Entradas de origem
☆ ☆ ☆ ☆ ☆ ☆ ☆
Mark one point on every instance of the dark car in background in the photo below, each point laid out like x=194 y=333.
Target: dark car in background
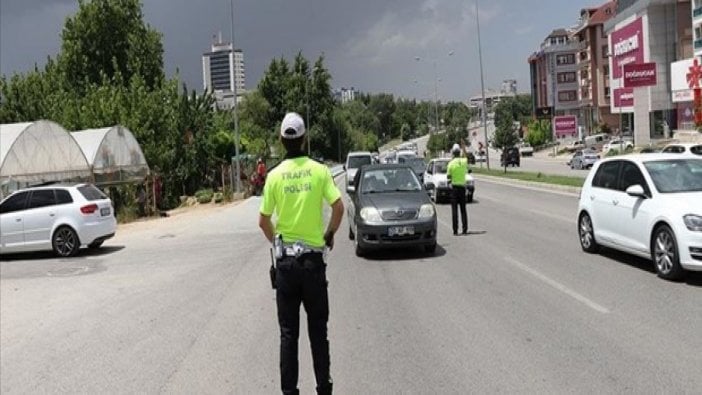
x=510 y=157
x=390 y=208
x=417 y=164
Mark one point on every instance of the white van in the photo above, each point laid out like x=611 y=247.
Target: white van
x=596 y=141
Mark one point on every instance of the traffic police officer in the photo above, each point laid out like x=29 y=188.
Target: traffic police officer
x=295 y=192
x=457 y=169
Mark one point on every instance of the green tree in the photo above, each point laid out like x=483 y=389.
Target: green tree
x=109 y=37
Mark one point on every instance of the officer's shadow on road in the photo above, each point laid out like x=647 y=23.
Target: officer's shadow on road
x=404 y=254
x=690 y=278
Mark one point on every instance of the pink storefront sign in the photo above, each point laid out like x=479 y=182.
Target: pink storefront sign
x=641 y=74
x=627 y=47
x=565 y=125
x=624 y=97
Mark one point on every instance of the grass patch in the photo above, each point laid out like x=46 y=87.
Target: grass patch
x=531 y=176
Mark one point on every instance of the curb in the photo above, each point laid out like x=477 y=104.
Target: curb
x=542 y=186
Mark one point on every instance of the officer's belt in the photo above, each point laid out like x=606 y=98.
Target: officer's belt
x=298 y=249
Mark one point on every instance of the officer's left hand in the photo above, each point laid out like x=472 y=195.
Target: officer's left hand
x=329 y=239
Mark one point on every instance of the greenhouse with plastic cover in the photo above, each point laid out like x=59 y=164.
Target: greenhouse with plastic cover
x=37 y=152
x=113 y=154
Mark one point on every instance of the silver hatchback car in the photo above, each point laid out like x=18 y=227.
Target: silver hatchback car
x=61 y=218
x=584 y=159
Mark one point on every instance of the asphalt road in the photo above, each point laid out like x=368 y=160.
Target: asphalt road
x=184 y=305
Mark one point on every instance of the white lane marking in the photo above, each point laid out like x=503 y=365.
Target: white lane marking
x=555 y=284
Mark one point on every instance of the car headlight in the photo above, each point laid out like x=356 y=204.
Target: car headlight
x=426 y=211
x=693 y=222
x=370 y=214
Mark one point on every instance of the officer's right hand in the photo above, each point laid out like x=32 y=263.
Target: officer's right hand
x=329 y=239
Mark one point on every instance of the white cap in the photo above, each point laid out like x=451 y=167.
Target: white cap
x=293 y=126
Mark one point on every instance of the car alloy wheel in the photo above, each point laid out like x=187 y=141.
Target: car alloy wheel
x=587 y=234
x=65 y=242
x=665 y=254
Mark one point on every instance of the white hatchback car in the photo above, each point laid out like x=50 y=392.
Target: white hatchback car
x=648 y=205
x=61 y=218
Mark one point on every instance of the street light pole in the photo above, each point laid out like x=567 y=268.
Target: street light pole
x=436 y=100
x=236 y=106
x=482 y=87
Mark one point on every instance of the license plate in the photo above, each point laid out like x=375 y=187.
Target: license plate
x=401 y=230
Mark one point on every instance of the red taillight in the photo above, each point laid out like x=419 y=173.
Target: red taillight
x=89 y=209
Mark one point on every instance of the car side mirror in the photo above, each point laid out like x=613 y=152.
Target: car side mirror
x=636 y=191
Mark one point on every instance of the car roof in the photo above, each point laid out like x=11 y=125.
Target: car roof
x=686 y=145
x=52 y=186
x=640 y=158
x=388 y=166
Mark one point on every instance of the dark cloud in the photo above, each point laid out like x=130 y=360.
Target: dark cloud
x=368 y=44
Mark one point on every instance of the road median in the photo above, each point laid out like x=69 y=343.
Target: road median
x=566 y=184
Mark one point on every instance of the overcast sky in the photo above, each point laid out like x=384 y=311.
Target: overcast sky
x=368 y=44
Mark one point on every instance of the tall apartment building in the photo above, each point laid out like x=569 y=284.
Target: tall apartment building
☆ ☆ ☆ ☆ ☆ ☆ ☆
Pode copiar fielmente, linha por linha, todas as entradas acima, deixando as imagens de fora?

• _A resposta_:
Mark one point on every instance of the dark car in background in the photo below, each point laid out like x=194 y=333.
Target: dark car in background
x=510 y=157
x=390 y=208
x=417 y=164
Mark one point on every instance of the white van in the photo above, each point laid out like x=611 y=247.
Target: white van
x=596 y=141
Mark one point on every instance of the traffic police officer in the photo above, each point laid out like x=29 y=188.
Target: traffic police officer
x=295 y=192
x=457 y=169
Mark one point on every instance of the green tree in the photo above, each point laid out like x=483 y=389.
Target: green tree
x=109 y=37
Mark one point on every instance of the officer's shadow on road in the photo above, each point laid out like x=647 y=23.
Target: officer's shadow on road
x=404 y=254
x=690 y=278
Mark one point on every instance of the pink storefront sign in the photo above, each point laid out like x=479 y=182.
Target: pink storefront sign
x=641 y=74
x=627 y=47
x=565 y=125
x=624 y=97
Mark one point on every instance of the grass patch in the photo above, each point laid out like x=46 y=87.
Target: grass patch
x=531 y=176
Mark one point on every instance of the curb in the photo above, each point laid out like x=477 y=104.
Target: curb
x=542 y=186
Mark one point on every instance of the officer's belt in the photo above, each point laid out like x=606 y=98.
Target: officer's belt
x=298 y=249
Mark one point on every instance of the officer's left hand in the photo above, each point laid out like x=472 y=195.
Target: officer's left hand
x=329 y=239
Mark one point on every instance of the greenhouse with plastic cover in the photo above, each point laid out like x=59 y=164.
Target: greenhouse with plastic cover
x=37 y=152
x=113 y=154
Mark one point on every instance of the silver hatchback car in the photo above, each point laid out like x=18 y=227.
Target: silver hatchback car
x=61 y=218
x=584 y=159
Mark one point on every instance of the asphalt road in the photo above, each point laid out like x=368 y=160.
Target: asphalt road
x=184 y=305
Mark one point on every instance of the white lane marking in the photo above, each point laid out like x=503 y=365.
Target: white lane marking
x=555 y=284
Mark one point on every instance of the car headlight in the photo above, each point laid out like x=356 y=204.
Target: car headlight
x=426 y=211
x=693 y=222
x=370 y=214
Mark one point on every instance of the officer's right hand in the photo above, each point laid out like x=32 y=263.
Target: officer's right hand
x=329 y=239
Mark one point on every instance of the white cap in the photo above, each point laid out like x=451 y=167.
Target: white cap
x=293 y=126
Mark one point on every instance of the car alloy wheel in the photo above, each point laid out like x=187 y=141.
Target: car alloy wheel
x=587 y=234
x=65 y=242
x=665 y=254
Mark one point on every instance of the white hatchback car in the photo above, each point laid out like x=50 y=392.
Target: white hatchback car
x=648 y=205
x=61 y=218
Mark one point on every instance of the street light pole in the photo above, each point laid out like x=567 y=268.
Target: street light pole
x=436 y=100
x=236 y=106
x=482 y=87
Mark one point on every instance of the license plate in the photo above, each point laid out like x=375 y=187.
Target: license plate
x=401 y=230
Mark one point on every instance of the red taillight in the photo above, each point laid out like x=419 y=173.
Target: red taillight
x=89 y=209
Mark one point on every instance of the car side mirror in the photo above, each point laid out like x=613 y=152.
Target: car side mirror
x=636 y=191
Mark one point on every instance of the car roof in the photo above, each point laid out like x=11 y=125.
Target: car roof
x=686 y=145
x=52 y=186
x=640 y=158
x=388 y=166
Mark one point on every instance of the dark cloud in the photo above, each point laid out like x=130 y=360.
Target: dark cloud
x=368 y=44
Mark one point on every instance of the road median in the photo above, each point laid out like x=69 y=343.
Target: road median
x=566 y=184
Mark one point on every instance of the overcast sky in the photo above, each point laid out like x=384 y=311.
Target: overcast sky
x=368 y=44
Mark one point on every instance of the tall apartment building in the photo above, each point laid out like x=569 y=284.
Target: tall apartment building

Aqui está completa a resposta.